Copy word for word the part of the commit page between "Fix tests according to new token ordering and" and "in correct order.", inclusive.

PASSAGE ▸
* * *

Merge 'secondary_index: fix returned rows token ordering' from Piotr Grabowski

Fixes returned rows ordering to proper signed token ordering. Before this change, rows were sorted by token, but using unsigned comparison, meaning that negative tokens appeared after positive tokens.

Rename `token_column_computation` to `legacy_token_column_computation` and add some comments describing this computation.

Added (new) `token_column_computation` which returns token as `long_type`, which is sorted using signed comparison - the correct ordering of tokens.

Add new `correct_idx_token_in_secondary_index` feature, which flags that the whole cluster is able to use new `token_column_computation`.

Switch token computation in secondary indexes to (new) `token_column_computation`, which fixes the ordering. This column computation type is only set if cluster supports `correct_idx_token_in_secondary_index` feature to make sure that all nodes
will be able to compute new `token_column_computation`. Also old indexes will need to be rebuilt to take advantage of this fix, as new token column computation type is only set for new indexes.

Fix tests according to new token ordering and add one new test to validate this aspect explicitly.

Fixes #7443

Tested manually a scenario when someone created an index on old version of Scylla and then migrated to new Scylla. Old index continued to work properly (but returning in wrong order). Upon dropping and re-creating the index, it still returned the same data, but now in correct order.

Closes #7534

* github.com:scylladb/scylla:
  tests: add token ordering test of indexed selects
  tests: fix tests according to new token ordering
  secondary_index: use new token_column_computation
  feature: add correct_idx_token_in_secondary_index
  column_computation: add token_column_computation
  token_column_computation: rename as legacy
This commit is contained in:
Nadav Har'El
2020-11-04 18:32:58 +02:00
committed by Tomasz Grabiec
12 changed files with 135 additions and 24 deletions

View File

@@ -54,6 +54,36 @@ public:
virtual bytes_opt compute_value(const schema& schema, const partition_key& key, const clustering_row& row) const = 0;
};
/*
* Computes token value of partition key and returns it as bytes.
*
* Should NOT be used (use token_column_computation), because ordering
* of bytes is different than ordering of tokens (signed vs unsigned comparison).
*
* The type name stored for computations of this class is "token" - this was
* the original implementation. (now depracated for new tables)

* * *

RECORDED DATA ▸
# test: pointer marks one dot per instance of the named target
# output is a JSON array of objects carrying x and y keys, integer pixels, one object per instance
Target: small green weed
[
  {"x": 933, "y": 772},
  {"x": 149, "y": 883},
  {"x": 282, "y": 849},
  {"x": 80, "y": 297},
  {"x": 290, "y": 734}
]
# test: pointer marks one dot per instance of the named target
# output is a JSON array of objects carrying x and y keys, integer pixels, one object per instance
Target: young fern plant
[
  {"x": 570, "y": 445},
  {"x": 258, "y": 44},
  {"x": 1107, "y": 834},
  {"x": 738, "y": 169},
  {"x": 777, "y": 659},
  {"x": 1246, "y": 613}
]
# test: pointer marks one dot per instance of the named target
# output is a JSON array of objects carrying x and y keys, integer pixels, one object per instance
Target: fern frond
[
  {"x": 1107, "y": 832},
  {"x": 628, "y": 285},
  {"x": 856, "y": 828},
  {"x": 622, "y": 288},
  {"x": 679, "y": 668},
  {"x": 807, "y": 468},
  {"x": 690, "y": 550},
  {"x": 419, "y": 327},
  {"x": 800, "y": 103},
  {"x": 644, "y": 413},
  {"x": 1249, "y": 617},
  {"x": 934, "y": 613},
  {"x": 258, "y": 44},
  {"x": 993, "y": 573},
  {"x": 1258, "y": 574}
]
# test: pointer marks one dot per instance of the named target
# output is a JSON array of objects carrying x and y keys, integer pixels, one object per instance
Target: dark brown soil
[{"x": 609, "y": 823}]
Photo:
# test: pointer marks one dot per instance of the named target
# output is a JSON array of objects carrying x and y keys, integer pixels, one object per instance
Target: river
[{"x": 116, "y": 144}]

* * *

FULL OUTPUT ▸
Fix tests according to new token ordering and add one new test to validate this aspect explicitly.

Fixes #7443

Tested manually a scenario when someone created an index on old version of Scylla and then migrated to new Scylla. Old index continued to work properly (but returning in wrong order). Upon dropping and re-creating the index, it still returned the same data, but now in correct order.